**Goal:** Gather every line in the items below that contains the string "armrest", and copy each one out in full.

* begin Records for processing *

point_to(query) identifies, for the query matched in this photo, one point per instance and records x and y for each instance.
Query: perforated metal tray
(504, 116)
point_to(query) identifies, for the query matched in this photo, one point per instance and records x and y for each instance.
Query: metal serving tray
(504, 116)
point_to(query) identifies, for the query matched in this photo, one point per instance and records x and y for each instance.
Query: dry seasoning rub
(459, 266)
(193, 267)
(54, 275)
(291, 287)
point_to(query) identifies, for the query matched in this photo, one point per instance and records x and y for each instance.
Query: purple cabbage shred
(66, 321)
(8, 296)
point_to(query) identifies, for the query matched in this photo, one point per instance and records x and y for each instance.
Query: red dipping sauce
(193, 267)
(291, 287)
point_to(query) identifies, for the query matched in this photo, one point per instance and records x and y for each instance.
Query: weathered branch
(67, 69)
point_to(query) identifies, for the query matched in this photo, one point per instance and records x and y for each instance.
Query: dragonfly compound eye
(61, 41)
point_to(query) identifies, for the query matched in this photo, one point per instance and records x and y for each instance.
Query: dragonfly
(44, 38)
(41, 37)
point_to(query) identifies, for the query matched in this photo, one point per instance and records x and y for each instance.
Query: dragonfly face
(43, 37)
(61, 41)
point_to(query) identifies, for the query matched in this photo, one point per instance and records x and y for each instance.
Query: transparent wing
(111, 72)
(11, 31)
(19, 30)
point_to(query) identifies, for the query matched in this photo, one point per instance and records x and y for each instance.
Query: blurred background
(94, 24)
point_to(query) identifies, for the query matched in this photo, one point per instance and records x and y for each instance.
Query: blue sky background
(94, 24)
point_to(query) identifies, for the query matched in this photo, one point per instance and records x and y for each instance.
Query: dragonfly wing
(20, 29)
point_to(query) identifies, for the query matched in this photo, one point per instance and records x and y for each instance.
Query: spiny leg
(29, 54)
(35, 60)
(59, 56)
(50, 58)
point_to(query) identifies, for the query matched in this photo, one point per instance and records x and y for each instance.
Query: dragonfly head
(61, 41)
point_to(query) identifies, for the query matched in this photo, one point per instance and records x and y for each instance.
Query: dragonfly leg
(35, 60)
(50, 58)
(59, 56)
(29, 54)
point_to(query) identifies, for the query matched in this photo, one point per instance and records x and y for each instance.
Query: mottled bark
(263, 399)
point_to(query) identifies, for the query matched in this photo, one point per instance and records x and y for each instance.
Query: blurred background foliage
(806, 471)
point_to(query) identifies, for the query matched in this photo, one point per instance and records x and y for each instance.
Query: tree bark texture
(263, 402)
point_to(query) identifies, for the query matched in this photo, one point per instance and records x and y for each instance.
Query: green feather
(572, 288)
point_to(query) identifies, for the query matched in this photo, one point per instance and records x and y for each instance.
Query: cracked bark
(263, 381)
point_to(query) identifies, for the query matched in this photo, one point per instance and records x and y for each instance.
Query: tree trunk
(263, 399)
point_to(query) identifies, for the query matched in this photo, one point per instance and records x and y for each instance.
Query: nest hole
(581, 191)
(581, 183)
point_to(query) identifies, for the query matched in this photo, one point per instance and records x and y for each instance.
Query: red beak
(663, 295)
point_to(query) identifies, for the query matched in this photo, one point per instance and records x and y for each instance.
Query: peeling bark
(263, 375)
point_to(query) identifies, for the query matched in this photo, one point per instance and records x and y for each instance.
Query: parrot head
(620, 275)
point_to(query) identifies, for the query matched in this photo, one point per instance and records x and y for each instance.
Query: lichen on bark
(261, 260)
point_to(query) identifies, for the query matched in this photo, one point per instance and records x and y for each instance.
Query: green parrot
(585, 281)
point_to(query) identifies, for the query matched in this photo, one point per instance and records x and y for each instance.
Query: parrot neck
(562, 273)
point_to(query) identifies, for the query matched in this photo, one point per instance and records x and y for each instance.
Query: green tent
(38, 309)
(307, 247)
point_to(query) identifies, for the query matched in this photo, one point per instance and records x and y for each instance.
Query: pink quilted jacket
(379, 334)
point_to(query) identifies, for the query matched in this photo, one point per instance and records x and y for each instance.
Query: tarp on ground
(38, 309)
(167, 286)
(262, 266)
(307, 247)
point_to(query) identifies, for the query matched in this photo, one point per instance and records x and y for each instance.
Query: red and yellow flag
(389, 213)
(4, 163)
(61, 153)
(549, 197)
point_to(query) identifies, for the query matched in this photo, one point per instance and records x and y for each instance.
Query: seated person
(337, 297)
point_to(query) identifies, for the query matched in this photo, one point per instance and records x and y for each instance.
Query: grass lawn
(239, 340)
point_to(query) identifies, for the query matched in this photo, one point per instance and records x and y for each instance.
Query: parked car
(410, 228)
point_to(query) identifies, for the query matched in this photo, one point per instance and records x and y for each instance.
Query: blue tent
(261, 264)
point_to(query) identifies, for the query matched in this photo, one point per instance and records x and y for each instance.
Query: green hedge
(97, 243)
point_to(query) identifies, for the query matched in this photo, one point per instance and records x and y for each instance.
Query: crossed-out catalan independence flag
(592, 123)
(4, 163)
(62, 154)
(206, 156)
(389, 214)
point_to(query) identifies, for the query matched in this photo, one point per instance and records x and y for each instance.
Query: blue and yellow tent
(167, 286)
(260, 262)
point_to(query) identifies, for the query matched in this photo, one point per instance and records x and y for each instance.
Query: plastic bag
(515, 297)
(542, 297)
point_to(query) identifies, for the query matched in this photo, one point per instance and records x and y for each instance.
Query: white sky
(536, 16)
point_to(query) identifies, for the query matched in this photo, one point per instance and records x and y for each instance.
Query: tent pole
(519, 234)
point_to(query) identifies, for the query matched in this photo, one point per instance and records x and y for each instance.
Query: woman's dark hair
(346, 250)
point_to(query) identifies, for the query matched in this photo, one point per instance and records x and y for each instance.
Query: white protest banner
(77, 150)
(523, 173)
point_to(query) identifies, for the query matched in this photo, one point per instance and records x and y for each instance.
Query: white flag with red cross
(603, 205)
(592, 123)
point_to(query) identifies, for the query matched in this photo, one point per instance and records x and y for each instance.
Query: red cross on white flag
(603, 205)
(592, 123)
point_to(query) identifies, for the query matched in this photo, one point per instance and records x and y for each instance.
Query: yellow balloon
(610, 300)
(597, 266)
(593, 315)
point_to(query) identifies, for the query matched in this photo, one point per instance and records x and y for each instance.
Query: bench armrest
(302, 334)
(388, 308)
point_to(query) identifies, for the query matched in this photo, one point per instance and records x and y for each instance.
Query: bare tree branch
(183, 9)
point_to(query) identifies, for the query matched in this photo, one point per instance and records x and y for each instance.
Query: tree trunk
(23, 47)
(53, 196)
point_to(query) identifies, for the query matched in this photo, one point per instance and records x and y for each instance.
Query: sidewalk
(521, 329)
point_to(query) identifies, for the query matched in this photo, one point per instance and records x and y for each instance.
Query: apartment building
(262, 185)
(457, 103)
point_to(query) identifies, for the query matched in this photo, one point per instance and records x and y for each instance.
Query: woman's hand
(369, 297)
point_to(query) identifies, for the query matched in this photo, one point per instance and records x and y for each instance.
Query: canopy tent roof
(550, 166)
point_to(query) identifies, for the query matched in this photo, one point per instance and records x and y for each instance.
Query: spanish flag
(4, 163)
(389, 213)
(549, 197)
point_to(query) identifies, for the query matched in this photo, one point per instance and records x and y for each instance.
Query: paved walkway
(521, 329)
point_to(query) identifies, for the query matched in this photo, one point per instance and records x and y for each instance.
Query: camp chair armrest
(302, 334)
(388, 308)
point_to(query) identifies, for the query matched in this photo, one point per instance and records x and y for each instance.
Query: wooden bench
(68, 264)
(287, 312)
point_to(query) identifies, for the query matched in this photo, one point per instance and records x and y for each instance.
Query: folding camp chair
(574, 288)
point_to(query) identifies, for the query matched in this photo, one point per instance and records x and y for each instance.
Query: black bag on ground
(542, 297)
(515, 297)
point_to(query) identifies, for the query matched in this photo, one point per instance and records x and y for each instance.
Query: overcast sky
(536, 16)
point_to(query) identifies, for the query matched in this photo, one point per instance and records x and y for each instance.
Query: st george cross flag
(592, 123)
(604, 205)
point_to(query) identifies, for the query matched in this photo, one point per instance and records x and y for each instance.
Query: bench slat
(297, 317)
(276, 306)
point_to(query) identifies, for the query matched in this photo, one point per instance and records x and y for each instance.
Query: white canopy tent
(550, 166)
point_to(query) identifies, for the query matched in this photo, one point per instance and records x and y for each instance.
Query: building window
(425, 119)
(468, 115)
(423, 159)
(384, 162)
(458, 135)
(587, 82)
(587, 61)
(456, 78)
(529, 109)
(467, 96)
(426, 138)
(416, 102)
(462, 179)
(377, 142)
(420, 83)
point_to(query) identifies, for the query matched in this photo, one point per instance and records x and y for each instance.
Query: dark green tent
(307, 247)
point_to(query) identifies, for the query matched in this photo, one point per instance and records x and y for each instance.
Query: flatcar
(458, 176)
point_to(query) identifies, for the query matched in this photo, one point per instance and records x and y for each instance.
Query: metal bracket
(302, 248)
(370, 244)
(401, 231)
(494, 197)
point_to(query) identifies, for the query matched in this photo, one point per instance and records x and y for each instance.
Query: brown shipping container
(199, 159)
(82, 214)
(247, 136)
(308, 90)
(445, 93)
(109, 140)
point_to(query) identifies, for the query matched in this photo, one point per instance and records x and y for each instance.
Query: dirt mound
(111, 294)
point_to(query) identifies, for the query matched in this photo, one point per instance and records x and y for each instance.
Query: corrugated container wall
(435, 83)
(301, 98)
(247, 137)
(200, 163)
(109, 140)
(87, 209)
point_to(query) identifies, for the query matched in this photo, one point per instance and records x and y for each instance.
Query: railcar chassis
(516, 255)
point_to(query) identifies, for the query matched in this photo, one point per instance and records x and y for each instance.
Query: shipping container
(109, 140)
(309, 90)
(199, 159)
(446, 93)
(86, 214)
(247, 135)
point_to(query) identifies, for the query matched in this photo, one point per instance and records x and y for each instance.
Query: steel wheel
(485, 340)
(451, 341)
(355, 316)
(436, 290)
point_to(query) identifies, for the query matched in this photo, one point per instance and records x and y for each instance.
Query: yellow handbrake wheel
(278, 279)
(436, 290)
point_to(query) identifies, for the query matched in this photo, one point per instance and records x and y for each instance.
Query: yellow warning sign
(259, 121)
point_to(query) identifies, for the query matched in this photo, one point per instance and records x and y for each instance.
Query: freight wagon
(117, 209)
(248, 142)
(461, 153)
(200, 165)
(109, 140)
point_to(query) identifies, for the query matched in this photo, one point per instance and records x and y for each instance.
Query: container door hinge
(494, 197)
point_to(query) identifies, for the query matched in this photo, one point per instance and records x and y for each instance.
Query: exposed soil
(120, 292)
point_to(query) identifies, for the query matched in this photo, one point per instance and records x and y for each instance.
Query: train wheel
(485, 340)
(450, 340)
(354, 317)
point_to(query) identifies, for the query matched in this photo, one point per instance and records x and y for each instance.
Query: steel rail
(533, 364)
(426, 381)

* end Records for processing *

**Task output:**
Query: bench armrest
Query: camp chair armrest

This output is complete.